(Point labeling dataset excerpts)
· · ·

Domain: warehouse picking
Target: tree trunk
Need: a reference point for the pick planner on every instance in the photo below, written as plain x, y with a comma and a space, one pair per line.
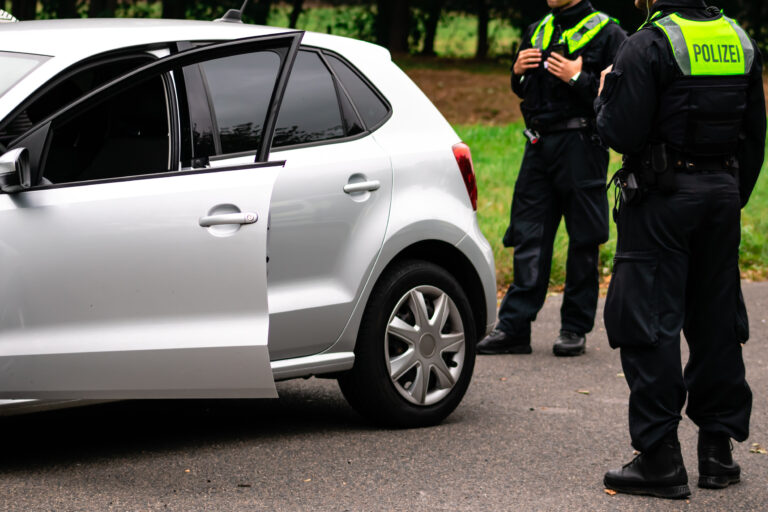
400, 26
175, 9
24, 9
298, 7
434, 9
483, 17
383, 21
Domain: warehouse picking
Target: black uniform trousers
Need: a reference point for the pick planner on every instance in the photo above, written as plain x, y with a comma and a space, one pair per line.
563, 175
677, 267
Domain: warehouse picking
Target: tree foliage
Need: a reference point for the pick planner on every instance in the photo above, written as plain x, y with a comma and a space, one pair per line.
401, 25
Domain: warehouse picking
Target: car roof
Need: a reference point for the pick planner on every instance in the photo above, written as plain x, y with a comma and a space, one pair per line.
74, 38
70, 41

· · ·

[Given request] Rewrite the whole listing with "pick planner" renamed to "grasp planner" everywhere and nothing else changed, omitting the picture.

[Finished task]
Domain: warehouse picking
Target: tree trunk
Need: a reference point for the grasp planner on every instance in the photo below, written as plain x, y with a comma and a space, one pair per line.
400, 26
175, 9
24, 9
298, 7
434, 9
483, 17
383, 21
Domain: warehouse picking
Target: black uniform trousers
Need: a reference point for the grasp planner on every instance in the photo above, written as plain x, y with a comma and a space, one pair per line.
563, 175
677, 267
Domain: warehouse picking
Target: tree foliage
Need: a reference point for the grasp planner on every instance in the photo above, written as plain x, y with a comma and a space, one pair per line.
401, 25
Domain: warehouse picking
Target: car roof
Need: a reference point for the grasp planner on every instance in the photo above, written as plain x, y with a comma and a space, one pair per line.
74, 38
70, 41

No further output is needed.